- Source material -
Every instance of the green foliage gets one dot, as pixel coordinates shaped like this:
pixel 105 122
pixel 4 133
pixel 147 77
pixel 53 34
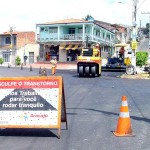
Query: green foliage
pixel 18 61
pixel 141 58
pixel 1 60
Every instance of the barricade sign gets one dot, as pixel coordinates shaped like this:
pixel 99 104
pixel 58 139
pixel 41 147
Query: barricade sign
pixel 32 102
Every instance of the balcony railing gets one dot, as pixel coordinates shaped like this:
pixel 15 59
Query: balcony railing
pixel 74 37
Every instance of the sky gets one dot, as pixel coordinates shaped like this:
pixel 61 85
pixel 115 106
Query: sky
pixel 23 15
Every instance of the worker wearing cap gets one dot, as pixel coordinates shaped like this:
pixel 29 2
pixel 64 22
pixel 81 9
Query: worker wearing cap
pixel 54 64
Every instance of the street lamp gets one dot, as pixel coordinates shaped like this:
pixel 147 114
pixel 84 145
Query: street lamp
pixel 134 35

- Stated problem -
Lay out every line of the material above as a Markdown table with two columns, Row for the row number and Line for the text, skipping any blank lines. Leave the pictures out.

- The solution -
| Row | Line |
|---|---|
| 1 | Every instance of the green foliage gets one dot, as pixel coordinates shaped like this: |
| 2 | pixel 105 122 |
| 3 | pixel 4 133 |
| 4 | pixel 147 77 |
| 5 | pixel 53 34 |
| 6 | Query: green foliage |
| 7 | pixel 18 61 |
| 8 | pixel 141 58 |
| 9 | pixel 1 60 |
| 10 | Every instance of the barricade sign gets one dot, as pixel coordinates shaped like this: |
| 11 | pixel 99 104 |
| 12 | pixel 58 139 |
| 13 | pixel 41 147 |
| 14 | Query: barricade sign |
| 15 | pixel 32 102 |
| 16 | Every instance of the balcony railing gets one dot, as pixel coordinates shaped like this: |
| 17 | pixel 15 59 |
| 18 | Query: balcony railing |
| 19 | pixel 74 37 |
| 20 | Every instance of the sky gets one dot, as pixel coordinates shaped like this: |
| 21 | pixel 61 85 |
| 22 | pixel 115 106 |
| 23 | Query: sky |
| 24 | pixel 23 15 |
| 25 | Every instance of the worker wearing cap gets one dot, as pixel coordinates shaped like this: |
| 26 | pixel 29 2 |
| 27 | pixel 64 22 |
| 28 | pixel 81 9 |
| 29 | Query: worker wearing cap |
| 30 | pixel 54 64 |
| 31 | Every instance of the street lamp gets one dot, as pixel coordinates shaped like this: |
| 32 | pixel 147 114 |
| 33 | pixel 84 145 |
| 34 | Query: street lamp |
| 35 | pixel 134 35 |